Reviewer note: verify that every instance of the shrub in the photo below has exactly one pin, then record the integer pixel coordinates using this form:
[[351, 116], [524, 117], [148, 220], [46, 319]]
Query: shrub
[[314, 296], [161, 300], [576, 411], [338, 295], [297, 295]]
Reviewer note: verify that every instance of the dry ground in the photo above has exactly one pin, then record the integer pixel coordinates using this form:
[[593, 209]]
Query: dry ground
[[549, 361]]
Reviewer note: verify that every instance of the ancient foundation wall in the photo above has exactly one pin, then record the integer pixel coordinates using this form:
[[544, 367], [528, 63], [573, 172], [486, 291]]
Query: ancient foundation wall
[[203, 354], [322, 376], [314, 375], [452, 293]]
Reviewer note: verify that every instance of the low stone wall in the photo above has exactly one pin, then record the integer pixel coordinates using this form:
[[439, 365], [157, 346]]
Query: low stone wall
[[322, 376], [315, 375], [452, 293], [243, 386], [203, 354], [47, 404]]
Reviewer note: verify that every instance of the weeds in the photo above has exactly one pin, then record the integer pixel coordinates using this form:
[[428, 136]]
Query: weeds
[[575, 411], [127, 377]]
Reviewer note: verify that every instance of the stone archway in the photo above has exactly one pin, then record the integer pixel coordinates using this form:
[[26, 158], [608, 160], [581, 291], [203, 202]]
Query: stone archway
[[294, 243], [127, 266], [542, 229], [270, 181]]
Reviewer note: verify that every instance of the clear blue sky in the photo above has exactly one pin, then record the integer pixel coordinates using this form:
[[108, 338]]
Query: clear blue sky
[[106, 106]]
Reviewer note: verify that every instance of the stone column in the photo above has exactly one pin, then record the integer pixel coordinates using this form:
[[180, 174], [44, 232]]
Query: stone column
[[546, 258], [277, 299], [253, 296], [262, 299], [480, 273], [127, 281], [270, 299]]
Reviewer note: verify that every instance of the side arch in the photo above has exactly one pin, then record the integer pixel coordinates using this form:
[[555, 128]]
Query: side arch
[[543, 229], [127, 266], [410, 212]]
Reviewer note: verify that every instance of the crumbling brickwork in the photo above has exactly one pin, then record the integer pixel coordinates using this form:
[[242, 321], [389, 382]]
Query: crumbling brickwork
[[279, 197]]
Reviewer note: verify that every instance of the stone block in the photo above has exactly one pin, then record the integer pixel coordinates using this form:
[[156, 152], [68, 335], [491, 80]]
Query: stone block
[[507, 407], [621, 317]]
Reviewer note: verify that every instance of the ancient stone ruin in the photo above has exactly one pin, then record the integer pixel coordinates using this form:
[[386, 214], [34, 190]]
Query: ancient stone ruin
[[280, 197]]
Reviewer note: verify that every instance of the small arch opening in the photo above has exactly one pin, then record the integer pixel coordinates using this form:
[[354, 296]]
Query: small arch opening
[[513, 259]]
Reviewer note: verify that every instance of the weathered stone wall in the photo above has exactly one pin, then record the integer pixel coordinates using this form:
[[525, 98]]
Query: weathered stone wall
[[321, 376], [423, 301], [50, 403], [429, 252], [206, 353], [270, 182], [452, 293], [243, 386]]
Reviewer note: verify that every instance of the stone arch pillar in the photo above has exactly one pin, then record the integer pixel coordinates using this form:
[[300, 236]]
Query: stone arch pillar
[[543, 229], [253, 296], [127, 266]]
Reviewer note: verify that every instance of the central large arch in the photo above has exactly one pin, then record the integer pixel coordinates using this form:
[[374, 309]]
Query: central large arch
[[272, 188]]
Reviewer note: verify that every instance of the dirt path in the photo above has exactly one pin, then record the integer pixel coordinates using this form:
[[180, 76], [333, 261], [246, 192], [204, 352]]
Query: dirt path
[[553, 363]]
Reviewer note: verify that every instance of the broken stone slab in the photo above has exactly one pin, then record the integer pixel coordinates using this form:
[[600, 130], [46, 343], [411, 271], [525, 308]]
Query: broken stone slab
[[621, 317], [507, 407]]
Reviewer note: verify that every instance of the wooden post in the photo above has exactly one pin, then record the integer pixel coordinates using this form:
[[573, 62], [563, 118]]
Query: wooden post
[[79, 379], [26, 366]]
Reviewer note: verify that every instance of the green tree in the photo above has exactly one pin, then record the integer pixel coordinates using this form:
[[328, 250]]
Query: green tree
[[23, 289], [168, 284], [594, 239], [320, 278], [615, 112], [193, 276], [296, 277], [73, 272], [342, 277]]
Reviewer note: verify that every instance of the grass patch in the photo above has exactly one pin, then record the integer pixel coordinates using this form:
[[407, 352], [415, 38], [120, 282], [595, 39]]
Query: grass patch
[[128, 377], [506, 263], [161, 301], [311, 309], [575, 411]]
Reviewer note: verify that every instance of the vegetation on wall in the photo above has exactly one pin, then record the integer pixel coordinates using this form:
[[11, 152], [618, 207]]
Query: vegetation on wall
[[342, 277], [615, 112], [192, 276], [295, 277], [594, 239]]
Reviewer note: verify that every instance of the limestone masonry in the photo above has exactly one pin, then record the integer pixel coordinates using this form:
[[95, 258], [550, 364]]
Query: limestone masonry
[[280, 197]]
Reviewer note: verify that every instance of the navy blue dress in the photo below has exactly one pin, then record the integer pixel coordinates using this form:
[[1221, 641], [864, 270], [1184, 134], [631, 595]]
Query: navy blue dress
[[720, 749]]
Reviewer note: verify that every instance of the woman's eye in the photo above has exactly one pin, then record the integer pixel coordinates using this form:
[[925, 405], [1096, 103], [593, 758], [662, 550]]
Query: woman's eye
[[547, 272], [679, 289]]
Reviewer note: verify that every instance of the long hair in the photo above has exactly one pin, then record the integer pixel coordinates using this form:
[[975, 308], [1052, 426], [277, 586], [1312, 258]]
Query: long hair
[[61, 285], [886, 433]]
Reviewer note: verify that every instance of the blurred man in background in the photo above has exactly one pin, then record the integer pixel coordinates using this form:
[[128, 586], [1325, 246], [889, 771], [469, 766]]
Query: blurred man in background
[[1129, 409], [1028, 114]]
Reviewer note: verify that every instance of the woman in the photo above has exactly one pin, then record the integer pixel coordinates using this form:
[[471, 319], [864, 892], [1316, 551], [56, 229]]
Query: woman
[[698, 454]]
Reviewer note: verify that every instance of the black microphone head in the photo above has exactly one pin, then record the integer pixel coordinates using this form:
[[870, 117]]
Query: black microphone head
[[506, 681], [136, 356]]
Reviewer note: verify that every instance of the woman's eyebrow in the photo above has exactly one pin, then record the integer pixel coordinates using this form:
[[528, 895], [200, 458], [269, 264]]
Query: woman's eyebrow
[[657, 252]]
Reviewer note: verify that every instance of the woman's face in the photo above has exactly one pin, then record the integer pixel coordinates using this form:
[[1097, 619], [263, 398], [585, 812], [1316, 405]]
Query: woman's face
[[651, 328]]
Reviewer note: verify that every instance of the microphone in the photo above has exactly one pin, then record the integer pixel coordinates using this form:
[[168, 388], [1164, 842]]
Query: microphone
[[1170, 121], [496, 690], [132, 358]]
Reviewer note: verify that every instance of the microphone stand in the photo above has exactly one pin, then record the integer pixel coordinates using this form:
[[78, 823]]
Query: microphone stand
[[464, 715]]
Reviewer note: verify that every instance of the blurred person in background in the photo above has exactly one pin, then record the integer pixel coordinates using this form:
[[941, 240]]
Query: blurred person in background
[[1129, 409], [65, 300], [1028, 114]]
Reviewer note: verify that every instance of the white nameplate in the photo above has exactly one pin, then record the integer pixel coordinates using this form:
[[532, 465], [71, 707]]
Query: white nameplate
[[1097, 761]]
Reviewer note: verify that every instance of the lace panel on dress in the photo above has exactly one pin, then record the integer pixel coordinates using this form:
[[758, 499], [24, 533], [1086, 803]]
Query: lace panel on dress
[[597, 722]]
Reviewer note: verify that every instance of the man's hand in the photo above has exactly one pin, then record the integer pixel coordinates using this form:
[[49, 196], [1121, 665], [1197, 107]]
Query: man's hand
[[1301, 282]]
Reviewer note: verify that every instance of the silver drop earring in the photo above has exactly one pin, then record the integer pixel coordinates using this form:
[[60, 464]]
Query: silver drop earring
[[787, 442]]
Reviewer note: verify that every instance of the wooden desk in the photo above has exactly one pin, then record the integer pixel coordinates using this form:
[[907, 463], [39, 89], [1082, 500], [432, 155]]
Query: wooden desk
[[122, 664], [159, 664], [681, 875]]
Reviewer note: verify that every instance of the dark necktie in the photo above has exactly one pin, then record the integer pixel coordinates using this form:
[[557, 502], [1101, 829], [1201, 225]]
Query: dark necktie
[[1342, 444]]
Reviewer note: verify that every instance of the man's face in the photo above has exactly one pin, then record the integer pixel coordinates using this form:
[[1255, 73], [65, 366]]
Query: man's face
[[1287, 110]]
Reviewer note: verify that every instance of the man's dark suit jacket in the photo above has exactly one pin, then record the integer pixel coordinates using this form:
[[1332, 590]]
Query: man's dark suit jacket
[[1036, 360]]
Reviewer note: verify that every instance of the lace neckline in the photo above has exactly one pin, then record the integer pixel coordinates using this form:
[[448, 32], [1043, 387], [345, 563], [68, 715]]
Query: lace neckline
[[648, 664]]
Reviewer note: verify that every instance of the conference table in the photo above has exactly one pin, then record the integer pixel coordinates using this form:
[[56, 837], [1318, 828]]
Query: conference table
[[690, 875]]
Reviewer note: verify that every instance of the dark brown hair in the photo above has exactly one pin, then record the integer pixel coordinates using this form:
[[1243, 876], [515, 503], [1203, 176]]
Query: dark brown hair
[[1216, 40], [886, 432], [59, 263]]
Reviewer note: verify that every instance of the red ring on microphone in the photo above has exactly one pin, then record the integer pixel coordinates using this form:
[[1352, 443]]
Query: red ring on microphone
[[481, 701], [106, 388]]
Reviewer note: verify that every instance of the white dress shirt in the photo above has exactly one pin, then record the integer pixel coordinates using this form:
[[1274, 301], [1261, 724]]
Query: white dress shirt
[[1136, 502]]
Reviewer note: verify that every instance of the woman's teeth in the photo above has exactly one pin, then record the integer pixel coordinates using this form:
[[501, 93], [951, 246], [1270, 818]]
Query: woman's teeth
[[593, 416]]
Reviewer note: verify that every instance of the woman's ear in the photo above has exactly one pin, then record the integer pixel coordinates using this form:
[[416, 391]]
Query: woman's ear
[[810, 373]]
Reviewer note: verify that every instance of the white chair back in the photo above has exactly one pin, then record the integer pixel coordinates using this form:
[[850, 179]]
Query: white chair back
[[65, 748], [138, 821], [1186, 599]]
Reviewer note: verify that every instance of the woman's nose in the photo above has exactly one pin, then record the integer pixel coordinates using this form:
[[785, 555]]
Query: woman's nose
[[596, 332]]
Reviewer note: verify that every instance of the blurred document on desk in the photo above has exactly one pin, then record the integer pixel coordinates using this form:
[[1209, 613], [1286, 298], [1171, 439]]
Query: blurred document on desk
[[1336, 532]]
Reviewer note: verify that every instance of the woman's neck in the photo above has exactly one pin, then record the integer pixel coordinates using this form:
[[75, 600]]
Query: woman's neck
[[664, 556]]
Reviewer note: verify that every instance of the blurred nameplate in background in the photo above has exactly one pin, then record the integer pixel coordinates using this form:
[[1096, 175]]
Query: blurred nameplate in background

* [WHAT YOU NEED TO DO] Above are the records; from them, give again exactly the lines from the one containing "Query: grass patch" to the one containing "[[95, 258], [550, 364]]", both lines included, and nothing more.

* [EXERCISE RESULT]
Query: grass patch
[[128, 377], [506, 263], [161, 301], [311, 309], [575, 411]]
Reviewer note: verify that every instance of the vegetation on wall in the photo above has exactly one pin, then record the integer pixel coordinates using this form:
[[11, 152], [618, 207]]
Query: vegetation on wall
[[342, 277], [615, 112], [192, 276], [295, 277], [594, 239]]
Reviewer note: verify that every instance of the limestone masonry in the photo above has exactly one pin, then record the integer pixel coordinates using this form:
[[95, 258], [550, 364]]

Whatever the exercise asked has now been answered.